What the exercise asks
Using the records below, transcribe exactly only the lines from the one with "people, then give the position of each instance." through the end, both included, and drop every picture.

START Data in this exercise

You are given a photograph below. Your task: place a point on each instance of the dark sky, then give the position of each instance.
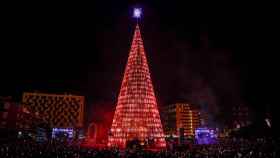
(220, 55)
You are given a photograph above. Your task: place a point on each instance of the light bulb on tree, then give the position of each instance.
(137, 13)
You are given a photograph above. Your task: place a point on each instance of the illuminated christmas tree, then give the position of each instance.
(136, 115)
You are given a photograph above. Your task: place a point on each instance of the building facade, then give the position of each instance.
(59, 111)
(180, 117)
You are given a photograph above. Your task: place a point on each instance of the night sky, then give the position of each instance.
(220, 56)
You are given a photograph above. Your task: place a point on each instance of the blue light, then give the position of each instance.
(137, 12)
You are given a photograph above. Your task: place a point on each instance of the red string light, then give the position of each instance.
(136, 114)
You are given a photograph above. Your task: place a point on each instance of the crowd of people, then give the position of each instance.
(230, 148)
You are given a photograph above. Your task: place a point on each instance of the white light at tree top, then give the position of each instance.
(137, 12)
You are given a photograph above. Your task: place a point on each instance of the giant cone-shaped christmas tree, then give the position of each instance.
(136, 115)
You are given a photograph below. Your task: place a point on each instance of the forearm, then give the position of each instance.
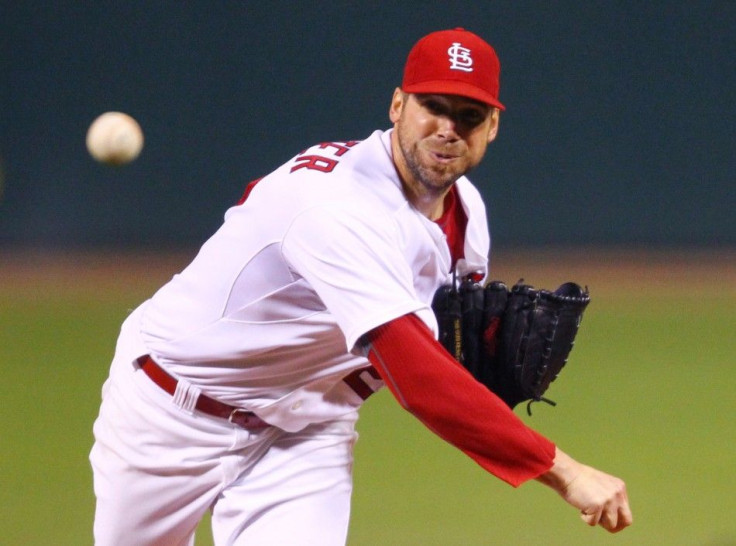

END Data in this exercise

Answer below
You are given a photograph above. Your task: place a point on each instance of the crowd of people, then give the position of each instance.
(230, 148)
You are given a photograph above. Your task: place a point on each instance of the white light at tree top, then give the position of each instance.
(137, 12)
You are given a photograph above. Your task: place a point on each instance of the giant cone-shaped christmas tree, then give the position of each instance.
(136, 115)
You are given a photograph below. Your task: place a point on each instance of the forearm, then give the position of each instance.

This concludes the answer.